--- Start Data shown ---
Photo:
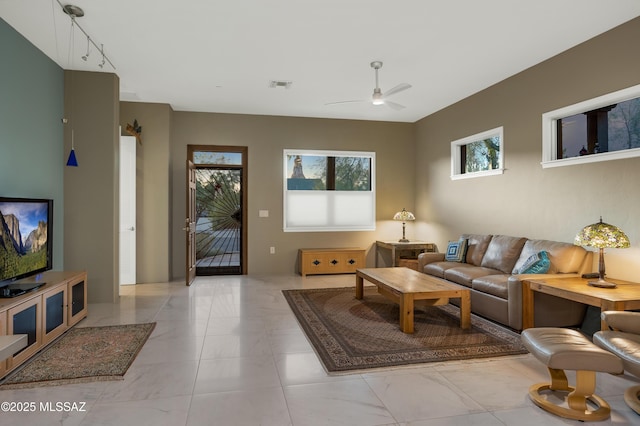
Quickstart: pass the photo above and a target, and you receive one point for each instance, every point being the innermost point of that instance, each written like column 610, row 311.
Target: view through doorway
column 220, row 200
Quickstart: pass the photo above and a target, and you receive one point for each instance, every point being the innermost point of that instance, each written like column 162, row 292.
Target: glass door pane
column 218, row 221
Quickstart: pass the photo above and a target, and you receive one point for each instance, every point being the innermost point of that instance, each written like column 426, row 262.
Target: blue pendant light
column 72, row 161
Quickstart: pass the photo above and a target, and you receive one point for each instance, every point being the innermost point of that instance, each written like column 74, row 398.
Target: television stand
column 43, row 313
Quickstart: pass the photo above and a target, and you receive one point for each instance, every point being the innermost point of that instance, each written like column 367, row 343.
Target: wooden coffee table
column 404, row 286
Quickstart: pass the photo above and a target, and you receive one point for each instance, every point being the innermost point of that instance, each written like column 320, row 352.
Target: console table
column 625, row 296
column 331, row 260
column 396, row 249
column 42, row 315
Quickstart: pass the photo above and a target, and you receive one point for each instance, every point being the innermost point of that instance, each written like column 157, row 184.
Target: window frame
column 550, row 131
column 457, row 154
column 335, row 198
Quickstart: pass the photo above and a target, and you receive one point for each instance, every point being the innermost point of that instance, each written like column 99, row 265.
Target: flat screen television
column 26, row 229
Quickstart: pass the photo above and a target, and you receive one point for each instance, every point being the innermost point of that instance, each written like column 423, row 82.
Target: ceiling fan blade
column 348, row 102
column 394, row 105
column 399, row 88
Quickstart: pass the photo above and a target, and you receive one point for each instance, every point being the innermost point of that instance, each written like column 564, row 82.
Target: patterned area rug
column 85, row 354
column 350, row 334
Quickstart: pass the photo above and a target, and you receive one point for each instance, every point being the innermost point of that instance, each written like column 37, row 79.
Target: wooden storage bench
column 331, row 260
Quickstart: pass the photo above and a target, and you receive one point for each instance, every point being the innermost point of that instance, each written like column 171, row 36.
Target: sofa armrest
column 426, row 258
column 514, row 290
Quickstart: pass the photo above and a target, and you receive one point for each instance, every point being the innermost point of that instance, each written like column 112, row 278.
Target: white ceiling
column 219, row 56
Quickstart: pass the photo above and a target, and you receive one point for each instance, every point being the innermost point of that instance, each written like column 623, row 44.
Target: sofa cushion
column 495, row 285
column 537, row 263
column 437, row 268
column 565, row 258
column 503, row 253
column 464, row 274
column 476, row 247
column 456, row 251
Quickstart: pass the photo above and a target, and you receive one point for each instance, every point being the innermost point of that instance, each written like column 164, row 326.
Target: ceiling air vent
column 274, row 84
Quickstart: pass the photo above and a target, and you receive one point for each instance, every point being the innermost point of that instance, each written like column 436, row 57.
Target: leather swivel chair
column 623, row 340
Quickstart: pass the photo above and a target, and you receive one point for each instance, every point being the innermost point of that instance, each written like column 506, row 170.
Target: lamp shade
column 72, row 161
column 602, row 235
column 404, row 216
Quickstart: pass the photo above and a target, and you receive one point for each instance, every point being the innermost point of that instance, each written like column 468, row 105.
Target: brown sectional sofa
column 490, row 270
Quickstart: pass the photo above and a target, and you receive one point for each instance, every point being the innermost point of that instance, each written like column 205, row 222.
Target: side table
column 388, row 253
column 626, row 296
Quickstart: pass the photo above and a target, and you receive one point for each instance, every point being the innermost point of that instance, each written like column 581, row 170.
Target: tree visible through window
column 329, row 190
column 477, row 155
column 610, row 128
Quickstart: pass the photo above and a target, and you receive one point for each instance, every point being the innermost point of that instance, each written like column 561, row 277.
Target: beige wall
column 527, row 200
column 90, row 190
column 266, row 137
column 152, row 189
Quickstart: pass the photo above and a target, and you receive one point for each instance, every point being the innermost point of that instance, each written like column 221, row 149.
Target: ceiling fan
column 379, row 98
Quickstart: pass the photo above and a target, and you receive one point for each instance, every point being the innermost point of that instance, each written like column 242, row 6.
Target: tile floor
column 228, row 351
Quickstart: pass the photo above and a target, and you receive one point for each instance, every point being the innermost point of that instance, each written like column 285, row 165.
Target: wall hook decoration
column 135, row 130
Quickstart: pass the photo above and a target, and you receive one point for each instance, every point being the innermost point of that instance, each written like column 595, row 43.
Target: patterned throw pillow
column 456, row 251
column 537, row 263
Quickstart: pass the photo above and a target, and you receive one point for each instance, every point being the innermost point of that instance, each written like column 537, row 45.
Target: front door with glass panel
column 219, row 205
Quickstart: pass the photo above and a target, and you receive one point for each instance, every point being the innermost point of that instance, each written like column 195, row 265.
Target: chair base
column 632, row 398
column 602, row 411
column 577, row 397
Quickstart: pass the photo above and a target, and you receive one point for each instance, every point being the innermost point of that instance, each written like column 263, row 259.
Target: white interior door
column 127, row 210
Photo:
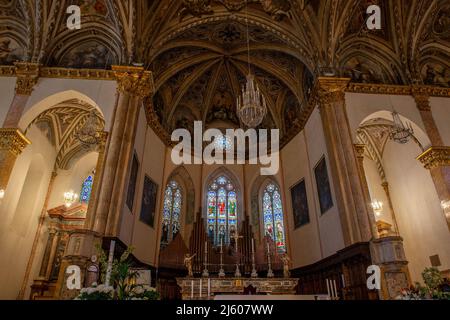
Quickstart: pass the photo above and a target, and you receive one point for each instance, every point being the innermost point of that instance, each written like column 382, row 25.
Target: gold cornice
column 27, row 74
column 332, row 84
column 134, row 80
column 435, row 157
column 64, row 73
column 7, row 71
column 84, row 74
column 13, row 140
column 368, row 88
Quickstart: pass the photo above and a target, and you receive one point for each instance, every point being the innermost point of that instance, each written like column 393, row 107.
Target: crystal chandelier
column 251, row 106
column 89, row 134
column 70, row 198
column 400, row 132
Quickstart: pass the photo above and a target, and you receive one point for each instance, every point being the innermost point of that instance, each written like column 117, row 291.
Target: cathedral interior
column 87, row 117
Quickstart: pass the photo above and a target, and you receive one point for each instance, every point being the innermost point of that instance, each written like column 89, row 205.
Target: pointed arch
column 274, row 212
column 223, row 203
column 182, row 176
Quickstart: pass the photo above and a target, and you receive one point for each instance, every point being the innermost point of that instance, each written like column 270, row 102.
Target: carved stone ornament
column 332, row 89
column 435, row 157
column 27, row 76
column 134, row 80
column 13, row 140
column 196, row 8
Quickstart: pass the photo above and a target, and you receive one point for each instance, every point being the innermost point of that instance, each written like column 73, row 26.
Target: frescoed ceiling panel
column 197, row 49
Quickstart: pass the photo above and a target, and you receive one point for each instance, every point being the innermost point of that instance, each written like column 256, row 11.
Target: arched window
column 222, row 211
column 273, row 216
column 86, row 189
column 171, row 212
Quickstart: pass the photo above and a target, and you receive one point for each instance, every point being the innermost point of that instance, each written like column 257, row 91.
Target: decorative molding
column 85, row 74
column 360, row 150
column 435, row 157
column 64, row 73
column 7, row 71
column 431, row 91
column 27, row 74
column 134, row 80
column 13, row 140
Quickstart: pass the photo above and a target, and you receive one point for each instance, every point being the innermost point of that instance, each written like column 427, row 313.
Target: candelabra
column 254, row 272
column 269, row 263
column 205, row 271
column 221, row 271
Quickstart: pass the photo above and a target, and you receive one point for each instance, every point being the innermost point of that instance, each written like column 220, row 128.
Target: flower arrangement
column 432, row 290
column 123, row 280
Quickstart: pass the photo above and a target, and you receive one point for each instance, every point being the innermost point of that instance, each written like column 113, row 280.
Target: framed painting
column 131, row 191
column 148, row 206
column 323, row 186
column 300, row 204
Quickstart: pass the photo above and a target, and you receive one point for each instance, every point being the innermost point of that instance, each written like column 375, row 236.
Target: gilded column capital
column 435, row 157
column 27, row 74
column 13, row 140
column 360, row 150
column 421, row 95
column 134, row 80
column 103, row 137
column 332, row 89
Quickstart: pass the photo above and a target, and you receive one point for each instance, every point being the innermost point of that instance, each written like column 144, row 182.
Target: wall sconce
column 377, row 207
column 70, row 198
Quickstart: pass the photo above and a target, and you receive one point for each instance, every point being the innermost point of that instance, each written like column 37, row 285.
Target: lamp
column 377, row 207
column 70, row 198
column 251, row 106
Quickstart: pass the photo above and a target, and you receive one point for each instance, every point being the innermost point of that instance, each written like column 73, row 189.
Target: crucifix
column 236, row 238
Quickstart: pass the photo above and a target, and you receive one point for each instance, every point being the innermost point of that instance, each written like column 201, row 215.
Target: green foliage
column 123, row 281
column 433, row 281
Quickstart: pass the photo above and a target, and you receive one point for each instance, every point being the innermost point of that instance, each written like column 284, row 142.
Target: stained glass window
column 86, row 189
column 222, row 211
column 273, row 216
column 171, row 212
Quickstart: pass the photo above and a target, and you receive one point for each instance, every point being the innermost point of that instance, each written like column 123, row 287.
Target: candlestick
column 335, row 290
column 209, row 288
column 328, row 288
column 205, row 270
column 254, row 272
column 110, row 262
column 221, row 271
column 269, row 263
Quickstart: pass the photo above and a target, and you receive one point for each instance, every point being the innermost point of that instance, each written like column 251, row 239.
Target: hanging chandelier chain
column 251, row 107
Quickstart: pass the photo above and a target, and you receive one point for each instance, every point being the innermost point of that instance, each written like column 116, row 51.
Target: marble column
column 12, row 140
column 90, row 215
column 348, row 186
column 360, row 150
column 134, row 84
column 437, row 157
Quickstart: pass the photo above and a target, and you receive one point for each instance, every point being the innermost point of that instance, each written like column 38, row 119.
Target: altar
column 209, row 288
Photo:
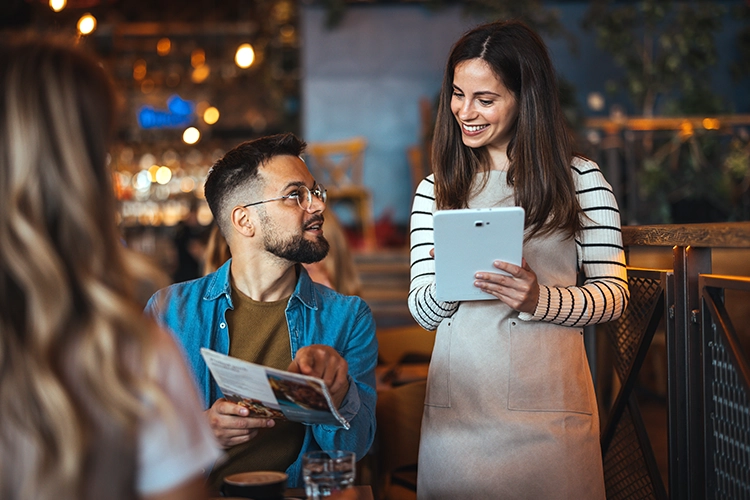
--- End Data shown ---
Requirement: Can you rewrite the stretch of the listing from the line containing "123, row 287." through the end of the listing, swapping "candlestick" for "candle holder" and changing nothing else? Leave the pictures out of your answer.

Output below:
Quickstart: pass the photo above and a target, and you receive one point for each instance, every point being the innermost point of that instance, each written like column 123, row 287.
Target: candle holder
column 335, row 290
column 209, row 288
column 328, row 288
column 205, row 270
column 254, row 272
column 110, row 262
column 221, row 271
column 269, row 263
Quickstart: pass the photo above and a target, and you receive one point for each instance, every point being the innermost point of that instance, each written like column 251, row 239.
Target: hanging chandelier chain
column 251, row 107
Quickstart: pass the photo above and a target, and you receive one point for each instance, every point being the innermost point of that instance, each written like column 116, row 51.
Target: marble column
column 12, row 140
column 90, row 215
column 348, row 186
column 360, row 150
column 134, row 84
column 437, row 157
Quickstart: pass the photo above and a target, and you receive one point for each instance, every point being the innermost point of that instance, each written like column 38, row 119.
Target: altar
column 209, row 288
Photo:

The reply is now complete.